Locate each line in the items below that contains the string "door" and copy it. The match is case-sensitive.
___ Given data ___
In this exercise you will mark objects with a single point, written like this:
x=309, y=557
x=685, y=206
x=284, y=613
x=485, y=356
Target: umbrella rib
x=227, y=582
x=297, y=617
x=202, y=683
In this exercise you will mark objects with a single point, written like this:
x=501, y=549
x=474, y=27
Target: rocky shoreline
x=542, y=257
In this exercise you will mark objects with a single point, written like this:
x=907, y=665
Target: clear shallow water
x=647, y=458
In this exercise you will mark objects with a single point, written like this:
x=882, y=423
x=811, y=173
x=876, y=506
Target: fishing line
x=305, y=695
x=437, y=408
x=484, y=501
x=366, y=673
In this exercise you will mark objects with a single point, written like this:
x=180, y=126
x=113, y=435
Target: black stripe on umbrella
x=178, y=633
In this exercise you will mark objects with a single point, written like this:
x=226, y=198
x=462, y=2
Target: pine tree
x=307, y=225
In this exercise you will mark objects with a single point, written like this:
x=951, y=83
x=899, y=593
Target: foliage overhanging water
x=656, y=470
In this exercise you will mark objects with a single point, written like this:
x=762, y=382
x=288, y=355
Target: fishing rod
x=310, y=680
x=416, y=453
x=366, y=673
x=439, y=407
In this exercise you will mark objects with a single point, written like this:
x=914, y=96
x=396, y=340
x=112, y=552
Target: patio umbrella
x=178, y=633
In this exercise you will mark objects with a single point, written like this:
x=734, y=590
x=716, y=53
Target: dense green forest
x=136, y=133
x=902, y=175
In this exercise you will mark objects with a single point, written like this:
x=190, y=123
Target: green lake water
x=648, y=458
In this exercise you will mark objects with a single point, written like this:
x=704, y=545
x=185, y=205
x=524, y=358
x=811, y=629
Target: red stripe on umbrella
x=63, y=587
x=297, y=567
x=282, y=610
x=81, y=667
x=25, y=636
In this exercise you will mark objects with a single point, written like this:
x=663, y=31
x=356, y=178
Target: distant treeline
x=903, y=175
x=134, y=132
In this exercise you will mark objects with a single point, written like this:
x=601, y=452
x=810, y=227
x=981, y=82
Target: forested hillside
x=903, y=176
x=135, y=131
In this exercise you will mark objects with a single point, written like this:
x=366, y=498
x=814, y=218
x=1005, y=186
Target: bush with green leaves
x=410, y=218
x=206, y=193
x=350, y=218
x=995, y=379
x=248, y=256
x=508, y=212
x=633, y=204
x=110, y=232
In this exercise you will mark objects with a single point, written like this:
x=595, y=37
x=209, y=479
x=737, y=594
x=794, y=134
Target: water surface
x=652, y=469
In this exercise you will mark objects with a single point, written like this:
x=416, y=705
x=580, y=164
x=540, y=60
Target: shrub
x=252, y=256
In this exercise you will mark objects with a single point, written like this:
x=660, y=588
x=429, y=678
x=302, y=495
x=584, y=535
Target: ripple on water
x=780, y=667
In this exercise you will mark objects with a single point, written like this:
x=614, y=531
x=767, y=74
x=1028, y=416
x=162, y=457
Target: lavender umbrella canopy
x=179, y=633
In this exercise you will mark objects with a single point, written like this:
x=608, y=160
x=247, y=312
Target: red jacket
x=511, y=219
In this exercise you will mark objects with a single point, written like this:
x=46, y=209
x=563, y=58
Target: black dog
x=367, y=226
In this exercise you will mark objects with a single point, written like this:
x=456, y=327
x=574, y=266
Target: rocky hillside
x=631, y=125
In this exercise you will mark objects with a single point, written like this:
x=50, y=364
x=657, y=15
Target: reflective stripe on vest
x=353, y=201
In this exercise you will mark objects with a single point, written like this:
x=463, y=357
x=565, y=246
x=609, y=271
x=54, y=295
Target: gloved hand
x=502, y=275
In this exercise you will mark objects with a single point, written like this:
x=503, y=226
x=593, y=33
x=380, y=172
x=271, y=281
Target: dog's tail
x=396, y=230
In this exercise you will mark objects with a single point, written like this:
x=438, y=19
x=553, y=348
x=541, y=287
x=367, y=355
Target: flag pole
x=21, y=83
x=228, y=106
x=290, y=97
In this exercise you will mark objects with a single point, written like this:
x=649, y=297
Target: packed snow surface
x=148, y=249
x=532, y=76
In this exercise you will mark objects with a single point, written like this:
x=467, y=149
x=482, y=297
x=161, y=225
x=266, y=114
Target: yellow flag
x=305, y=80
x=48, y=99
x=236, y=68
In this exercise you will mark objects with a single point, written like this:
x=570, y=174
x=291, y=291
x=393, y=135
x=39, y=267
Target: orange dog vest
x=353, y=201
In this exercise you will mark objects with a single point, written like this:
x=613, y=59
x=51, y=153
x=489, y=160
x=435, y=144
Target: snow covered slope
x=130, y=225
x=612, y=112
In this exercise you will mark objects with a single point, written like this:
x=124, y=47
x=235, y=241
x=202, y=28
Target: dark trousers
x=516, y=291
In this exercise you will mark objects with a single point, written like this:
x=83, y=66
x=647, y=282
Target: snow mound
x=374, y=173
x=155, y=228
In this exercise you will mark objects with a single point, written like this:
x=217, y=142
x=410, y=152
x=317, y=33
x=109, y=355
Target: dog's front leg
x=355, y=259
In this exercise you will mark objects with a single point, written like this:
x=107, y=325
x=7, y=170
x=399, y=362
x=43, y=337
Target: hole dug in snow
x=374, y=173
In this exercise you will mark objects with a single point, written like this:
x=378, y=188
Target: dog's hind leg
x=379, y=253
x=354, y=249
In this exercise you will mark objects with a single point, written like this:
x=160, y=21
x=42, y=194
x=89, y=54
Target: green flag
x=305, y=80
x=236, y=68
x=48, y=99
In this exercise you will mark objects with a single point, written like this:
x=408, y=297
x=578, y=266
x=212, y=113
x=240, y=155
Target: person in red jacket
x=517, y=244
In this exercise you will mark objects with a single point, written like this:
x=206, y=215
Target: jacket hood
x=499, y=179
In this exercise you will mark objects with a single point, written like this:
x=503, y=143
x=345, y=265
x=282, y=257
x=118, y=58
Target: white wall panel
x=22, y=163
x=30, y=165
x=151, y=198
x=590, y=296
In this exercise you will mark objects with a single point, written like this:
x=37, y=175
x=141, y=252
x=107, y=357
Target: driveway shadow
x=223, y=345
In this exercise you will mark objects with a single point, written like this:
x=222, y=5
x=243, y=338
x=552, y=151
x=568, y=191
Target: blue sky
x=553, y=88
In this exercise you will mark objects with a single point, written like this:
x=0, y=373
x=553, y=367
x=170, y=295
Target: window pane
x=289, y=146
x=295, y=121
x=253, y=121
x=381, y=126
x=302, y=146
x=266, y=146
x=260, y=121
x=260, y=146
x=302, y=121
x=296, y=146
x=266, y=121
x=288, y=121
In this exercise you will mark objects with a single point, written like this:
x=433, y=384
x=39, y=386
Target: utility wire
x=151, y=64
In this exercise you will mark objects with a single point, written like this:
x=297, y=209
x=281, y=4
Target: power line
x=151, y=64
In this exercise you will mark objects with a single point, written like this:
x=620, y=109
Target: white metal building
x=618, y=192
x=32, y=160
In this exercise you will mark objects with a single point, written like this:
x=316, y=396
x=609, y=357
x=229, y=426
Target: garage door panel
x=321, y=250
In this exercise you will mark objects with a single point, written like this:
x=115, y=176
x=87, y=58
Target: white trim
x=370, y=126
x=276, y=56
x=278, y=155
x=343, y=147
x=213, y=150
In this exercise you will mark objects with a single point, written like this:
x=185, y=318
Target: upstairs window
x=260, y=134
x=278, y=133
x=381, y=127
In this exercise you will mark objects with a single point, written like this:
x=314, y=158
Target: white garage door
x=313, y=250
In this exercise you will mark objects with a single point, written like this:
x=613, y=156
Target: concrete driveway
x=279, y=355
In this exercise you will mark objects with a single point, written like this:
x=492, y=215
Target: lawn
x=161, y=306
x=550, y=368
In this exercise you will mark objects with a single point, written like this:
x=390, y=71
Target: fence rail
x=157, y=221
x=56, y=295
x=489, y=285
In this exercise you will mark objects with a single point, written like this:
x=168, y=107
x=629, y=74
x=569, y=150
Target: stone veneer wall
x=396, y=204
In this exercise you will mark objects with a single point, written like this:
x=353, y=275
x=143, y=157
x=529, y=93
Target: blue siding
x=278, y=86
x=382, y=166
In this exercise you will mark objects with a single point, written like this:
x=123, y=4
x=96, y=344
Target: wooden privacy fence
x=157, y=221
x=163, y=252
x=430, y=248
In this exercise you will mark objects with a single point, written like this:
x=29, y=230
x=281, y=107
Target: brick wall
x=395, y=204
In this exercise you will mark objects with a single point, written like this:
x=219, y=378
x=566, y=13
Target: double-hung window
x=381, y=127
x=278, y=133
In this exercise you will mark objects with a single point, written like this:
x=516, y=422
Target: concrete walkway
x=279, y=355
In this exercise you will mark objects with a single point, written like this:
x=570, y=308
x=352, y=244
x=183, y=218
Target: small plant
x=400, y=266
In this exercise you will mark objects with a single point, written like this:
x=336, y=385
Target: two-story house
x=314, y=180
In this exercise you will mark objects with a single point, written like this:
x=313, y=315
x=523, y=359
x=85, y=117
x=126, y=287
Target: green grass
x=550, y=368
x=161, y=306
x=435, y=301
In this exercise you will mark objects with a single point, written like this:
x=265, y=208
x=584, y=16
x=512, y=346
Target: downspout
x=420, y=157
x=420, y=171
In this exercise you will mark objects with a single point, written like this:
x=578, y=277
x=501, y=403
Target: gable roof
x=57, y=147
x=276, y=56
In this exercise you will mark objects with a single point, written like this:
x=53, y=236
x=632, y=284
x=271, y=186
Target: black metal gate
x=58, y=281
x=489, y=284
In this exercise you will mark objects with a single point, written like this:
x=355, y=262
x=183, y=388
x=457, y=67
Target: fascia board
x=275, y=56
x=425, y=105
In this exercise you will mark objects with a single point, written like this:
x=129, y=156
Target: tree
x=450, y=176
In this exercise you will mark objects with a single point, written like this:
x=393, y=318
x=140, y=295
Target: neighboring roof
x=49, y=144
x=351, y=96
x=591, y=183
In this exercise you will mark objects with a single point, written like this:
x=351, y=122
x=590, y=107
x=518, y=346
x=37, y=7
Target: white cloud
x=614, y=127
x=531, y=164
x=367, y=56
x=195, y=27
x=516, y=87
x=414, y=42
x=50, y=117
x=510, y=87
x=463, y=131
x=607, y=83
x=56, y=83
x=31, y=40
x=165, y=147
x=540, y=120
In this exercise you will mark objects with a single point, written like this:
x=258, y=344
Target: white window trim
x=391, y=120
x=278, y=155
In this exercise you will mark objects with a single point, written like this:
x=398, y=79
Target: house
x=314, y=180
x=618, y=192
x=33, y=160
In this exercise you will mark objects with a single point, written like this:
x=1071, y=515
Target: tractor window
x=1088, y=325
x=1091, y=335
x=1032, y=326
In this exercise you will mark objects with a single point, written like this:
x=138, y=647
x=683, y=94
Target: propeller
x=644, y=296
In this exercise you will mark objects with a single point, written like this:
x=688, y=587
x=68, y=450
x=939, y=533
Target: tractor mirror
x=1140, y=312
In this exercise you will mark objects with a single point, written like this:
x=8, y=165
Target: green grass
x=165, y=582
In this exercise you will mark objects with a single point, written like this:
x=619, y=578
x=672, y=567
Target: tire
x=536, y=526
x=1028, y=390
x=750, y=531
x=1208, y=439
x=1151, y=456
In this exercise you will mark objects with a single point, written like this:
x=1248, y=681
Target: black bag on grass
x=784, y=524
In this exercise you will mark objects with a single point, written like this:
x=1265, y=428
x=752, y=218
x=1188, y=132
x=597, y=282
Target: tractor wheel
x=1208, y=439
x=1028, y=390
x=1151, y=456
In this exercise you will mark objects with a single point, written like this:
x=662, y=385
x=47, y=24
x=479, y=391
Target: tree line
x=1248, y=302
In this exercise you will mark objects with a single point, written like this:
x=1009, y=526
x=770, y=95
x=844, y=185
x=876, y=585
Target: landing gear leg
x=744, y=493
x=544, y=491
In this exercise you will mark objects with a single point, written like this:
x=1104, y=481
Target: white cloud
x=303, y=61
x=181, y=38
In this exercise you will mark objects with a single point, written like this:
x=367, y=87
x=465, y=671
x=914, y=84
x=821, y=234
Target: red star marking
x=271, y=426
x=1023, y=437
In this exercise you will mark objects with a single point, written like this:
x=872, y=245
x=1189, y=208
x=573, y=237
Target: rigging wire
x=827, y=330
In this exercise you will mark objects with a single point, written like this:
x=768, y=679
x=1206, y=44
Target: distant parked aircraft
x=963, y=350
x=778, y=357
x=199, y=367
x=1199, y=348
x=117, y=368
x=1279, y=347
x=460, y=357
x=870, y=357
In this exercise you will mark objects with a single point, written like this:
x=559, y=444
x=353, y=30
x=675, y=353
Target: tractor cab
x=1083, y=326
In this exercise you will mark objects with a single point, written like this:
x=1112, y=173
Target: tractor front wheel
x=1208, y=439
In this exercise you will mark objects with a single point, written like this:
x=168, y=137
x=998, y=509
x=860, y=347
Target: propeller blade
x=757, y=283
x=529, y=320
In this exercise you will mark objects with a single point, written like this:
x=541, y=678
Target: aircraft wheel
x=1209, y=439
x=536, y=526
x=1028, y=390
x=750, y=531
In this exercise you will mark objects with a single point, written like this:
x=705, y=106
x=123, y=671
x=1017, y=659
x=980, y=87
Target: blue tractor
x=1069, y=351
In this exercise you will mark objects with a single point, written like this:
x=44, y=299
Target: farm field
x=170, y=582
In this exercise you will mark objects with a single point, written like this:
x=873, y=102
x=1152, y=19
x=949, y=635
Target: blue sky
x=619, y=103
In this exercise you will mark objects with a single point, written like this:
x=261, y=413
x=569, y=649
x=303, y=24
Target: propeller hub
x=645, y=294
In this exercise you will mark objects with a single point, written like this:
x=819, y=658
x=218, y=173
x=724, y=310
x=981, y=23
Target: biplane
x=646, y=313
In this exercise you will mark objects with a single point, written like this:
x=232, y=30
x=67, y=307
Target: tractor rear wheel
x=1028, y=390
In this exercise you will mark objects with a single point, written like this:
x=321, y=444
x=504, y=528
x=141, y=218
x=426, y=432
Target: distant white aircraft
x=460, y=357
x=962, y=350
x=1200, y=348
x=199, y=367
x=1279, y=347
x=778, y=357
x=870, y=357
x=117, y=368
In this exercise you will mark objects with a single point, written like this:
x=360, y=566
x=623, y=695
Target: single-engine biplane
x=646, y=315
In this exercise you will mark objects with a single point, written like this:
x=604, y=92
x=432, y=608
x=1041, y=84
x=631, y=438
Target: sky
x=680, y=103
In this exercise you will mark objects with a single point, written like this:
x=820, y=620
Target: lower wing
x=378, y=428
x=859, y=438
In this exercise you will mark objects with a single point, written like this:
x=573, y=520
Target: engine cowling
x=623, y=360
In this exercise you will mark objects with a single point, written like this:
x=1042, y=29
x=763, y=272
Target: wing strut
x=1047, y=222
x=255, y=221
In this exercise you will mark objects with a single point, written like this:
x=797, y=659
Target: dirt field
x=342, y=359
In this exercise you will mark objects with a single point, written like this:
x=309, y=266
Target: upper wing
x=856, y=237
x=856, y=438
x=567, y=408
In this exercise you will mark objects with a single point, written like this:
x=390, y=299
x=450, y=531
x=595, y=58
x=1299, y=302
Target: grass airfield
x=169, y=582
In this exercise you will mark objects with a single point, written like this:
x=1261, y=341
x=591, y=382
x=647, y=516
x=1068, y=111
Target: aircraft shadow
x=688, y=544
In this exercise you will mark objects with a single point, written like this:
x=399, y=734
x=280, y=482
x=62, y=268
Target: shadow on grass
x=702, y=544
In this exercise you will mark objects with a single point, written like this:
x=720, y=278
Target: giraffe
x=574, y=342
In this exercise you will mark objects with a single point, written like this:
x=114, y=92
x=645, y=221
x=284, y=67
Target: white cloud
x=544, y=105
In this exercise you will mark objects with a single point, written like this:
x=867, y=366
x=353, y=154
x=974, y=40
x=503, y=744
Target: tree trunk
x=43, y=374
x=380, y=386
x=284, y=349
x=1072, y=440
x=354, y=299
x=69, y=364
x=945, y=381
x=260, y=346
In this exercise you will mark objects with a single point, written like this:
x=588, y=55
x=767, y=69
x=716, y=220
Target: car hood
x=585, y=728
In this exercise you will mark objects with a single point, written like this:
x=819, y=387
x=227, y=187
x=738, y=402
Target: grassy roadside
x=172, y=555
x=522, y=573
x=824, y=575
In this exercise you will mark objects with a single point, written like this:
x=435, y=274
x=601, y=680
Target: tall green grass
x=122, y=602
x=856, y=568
___
Final answer:
Target: garage door panel
Target: white garage door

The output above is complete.